### ページ
------------------------

「特養にすぐ入れないのはなぜ?」~【介護1年生の編集者が調べてみたVol7~】
介護についてまだまだ知らないことがいっぱいの介護カレンダー編集部員の私。もっともっと「介護」や「高齢者施設」について勉強して、わかりやすい情報をお届けしようと、ただいま、勉強中です。
「特養は費用は安いけれど、なかなか入居できないらしい」。
そういえば、おばあちゃんの入居施設を探している友人がそう話しているのを聞きました。
本当に「特養」に入るのは難しいの? 調べてみることにしました。
■ 「特養」にすぐ入れないのはなぜ?
高齢者の住居にはさまざまな種類がありますが、なかでもかなり安い費用で入居できることから、人気となっているのが「特養」と呼ばれる「特別養護老人ホーム(以下特養)」です。ちなみに、「特養」というのは老人福祉法における呼称で、介護保険においては「介護老人福祉施設」と呼ばれています。
特養は、社会福祉法人などが運営する公共型の福祉施設です。そのため、24時間体制の介護サービスを受けられるにも関わらず、民間の施設などと比べて費用が安く、入居一時金(敷金)などの初期費用も不要となっています。
さらに、在宅復帰を目指す施設と違って終身利用でき、人口の少ない市町村にも1施設は設置されているため、慣れ親しんだ場所で安心して入居できるというメリットもあります。
■ 特養の月額利用料と利用負担限度額
なお、特養で毎月かかる利用料は以下のとおりです。
- 介護サービス費(利用者負担割合に応じて1~3割を負担)
- 介護サービス加算(設備やサービスなどに応じて加算)
- 居住費(室料+光熱費相当)
- 食費(食材費+調理費)

------------------------

### 課題 A
特養についてのページから、「高齢者の住居にはさまざまな種」で始まり「期費用も不要となっています。」で終わる部分をそのまま書き写してください。

------------------------

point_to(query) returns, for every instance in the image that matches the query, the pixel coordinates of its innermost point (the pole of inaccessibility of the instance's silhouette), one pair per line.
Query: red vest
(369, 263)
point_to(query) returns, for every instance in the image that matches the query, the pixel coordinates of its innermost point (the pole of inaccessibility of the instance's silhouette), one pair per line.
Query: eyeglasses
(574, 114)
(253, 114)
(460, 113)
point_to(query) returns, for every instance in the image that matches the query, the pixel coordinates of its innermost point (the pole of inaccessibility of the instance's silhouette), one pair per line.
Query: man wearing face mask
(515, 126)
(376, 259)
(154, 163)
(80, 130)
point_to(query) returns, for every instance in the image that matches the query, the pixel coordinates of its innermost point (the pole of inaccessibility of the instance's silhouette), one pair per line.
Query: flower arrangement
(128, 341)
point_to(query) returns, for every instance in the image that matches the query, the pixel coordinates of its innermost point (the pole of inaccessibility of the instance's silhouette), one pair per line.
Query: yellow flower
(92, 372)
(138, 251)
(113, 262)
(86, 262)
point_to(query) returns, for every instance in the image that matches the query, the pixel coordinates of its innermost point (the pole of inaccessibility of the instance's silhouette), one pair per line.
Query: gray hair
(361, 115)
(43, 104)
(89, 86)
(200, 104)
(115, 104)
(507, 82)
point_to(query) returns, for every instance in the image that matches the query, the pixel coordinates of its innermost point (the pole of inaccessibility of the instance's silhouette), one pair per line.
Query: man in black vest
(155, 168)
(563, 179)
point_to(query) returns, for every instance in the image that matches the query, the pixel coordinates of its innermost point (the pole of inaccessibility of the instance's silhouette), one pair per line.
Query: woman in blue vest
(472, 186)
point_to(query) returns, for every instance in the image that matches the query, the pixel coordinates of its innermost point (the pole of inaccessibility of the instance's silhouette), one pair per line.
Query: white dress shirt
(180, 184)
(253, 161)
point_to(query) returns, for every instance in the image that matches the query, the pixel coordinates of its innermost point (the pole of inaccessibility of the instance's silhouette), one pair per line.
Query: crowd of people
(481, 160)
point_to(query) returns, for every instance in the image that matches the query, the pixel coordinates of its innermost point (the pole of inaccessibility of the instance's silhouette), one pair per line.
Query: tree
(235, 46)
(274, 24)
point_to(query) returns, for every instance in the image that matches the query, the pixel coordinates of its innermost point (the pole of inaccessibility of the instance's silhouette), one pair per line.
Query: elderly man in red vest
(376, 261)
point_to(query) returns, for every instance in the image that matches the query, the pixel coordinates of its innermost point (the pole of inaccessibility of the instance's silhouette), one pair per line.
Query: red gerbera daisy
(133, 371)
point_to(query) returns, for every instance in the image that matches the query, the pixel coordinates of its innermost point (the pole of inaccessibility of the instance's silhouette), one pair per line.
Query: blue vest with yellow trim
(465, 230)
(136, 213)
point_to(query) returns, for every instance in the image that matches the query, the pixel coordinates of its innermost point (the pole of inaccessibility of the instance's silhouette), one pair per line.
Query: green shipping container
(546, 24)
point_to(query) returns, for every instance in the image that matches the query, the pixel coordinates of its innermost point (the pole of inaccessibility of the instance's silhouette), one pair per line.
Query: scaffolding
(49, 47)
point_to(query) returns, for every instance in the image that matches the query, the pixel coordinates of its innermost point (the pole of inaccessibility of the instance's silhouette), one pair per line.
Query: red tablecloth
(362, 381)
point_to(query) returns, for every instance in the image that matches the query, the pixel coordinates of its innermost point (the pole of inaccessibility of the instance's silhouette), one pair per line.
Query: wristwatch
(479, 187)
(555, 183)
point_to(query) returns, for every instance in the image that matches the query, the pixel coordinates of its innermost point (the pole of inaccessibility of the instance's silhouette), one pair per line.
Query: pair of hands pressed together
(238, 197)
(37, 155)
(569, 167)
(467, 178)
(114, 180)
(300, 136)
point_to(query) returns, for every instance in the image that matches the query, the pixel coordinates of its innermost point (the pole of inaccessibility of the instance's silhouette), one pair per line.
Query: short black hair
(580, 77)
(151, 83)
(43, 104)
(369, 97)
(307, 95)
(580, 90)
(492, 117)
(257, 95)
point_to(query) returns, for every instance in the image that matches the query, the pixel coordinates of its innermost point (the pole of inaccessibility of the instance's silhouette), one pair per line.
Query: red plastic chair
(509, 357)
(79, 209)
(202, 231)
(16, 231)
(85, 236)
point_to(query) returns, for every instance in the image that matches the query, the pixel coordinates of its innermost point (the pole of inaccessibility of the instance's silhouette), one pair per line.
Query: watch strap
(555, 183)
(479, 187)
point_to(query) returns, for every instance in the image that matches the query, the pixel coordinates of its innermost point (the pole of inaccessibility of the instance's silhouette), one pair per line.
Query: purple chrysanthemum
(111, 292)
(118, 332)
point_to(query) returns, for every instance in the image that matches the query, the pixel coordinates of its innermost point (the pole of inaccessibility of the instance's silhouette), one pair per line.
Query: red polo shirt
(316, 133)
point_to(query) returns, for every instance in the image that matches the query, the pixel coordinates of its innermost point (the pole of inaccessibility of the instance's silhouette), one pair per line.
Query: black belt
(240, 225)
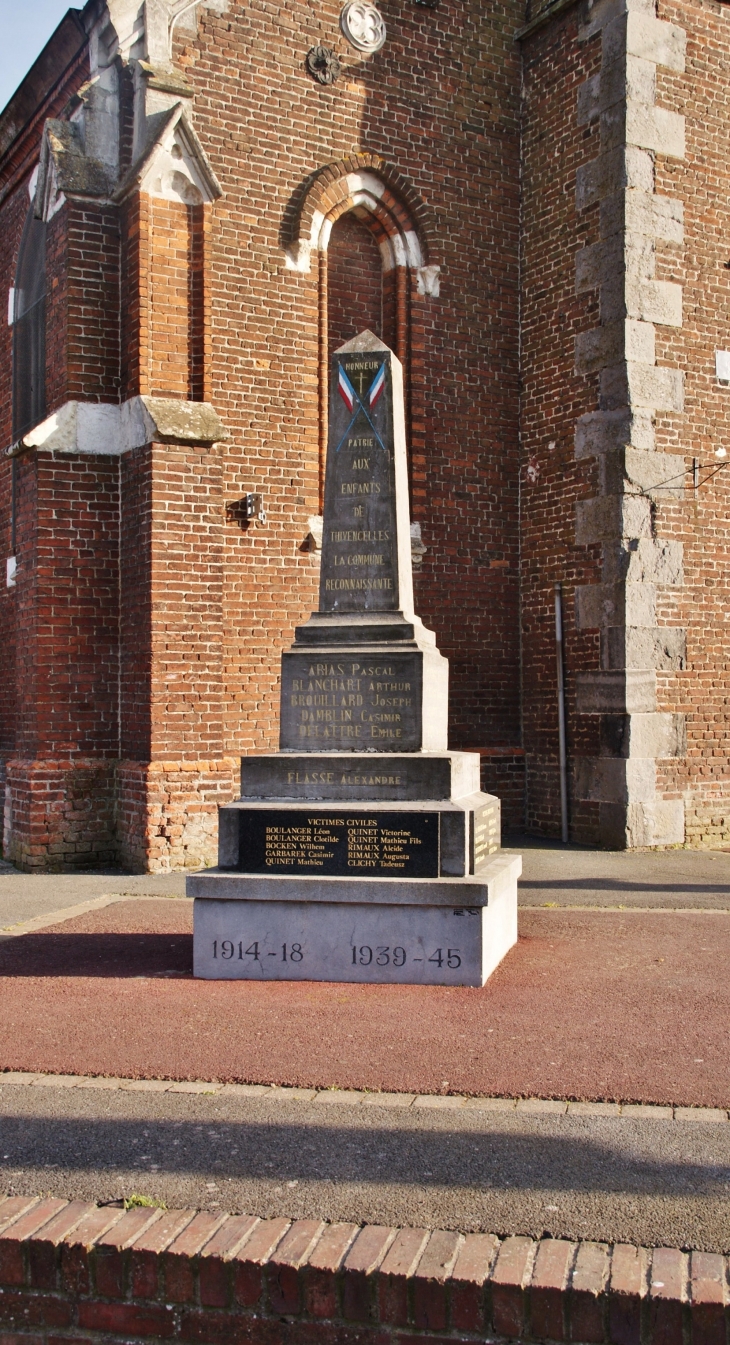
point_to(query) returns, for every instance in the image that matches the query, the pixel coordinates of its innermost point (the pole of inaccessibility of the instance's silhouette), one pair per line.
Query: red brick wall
(71, 1271)
(551, 482)
(441, 104)
(67, 581)
(14, 217)
(171, 336)
(172, 620)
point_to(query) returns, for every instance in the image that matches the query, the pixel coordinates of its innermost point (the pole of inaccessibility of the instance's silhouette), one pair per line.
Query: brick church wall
(355, 284)
(151, 615)
(554, 396)
(460, 78)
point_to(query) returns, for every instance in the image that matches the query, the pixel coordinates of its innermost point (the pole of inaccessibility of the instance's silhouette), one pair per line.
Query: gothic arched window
(28, 336)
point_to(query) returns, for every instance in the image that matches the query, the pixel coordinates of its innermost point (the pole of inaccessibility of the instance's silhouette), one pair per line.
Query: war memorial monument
(363, 849)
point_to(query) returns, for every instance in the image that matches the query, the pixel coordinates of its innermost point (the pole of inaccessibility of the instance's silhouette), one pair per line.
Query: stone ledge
(355, 1098)
(196, 1275)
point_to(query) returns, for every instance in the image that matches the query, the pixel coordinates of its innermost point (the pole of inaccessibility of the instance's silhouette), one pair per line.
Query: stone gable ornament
(363, 26)
(323, 65)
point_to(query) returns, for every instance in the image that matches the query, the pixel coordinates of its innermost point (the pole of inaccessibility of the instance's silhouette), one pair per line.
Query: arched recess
(390, 209)
(28, 332)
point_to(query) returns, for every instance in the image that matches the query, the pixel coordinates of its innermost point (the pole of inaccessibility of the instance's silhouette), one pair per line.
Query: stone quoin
(529, 206)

------------------------

### 課題 B
ページの後に続く行のうち、「shirt」という文字列を含む行はいくつありますか。数だけを答えてください。

### 解答全文 A
高齢者の住居にはさまざまな種類がありますが、なかでもかなり安い費用で入居できることから、人気となっているのが「特養」と呼ばれる「特別養護老人ホーム(以下特養)」です。ちなみに、「特養」というのは老人福祉法における呼称で、介護保険においては「介護老人福祉施設」と呼ばれています。
特養は、社会福祉法人などが運営する公共型の福祉施設です。そのため、24時間体制の介護サービスを受けられるにも関わらず、民間の施設などと比べて費用が安く、入居一時金(敷金)などの初期費用も不要となっています。

### 解答全文 B
2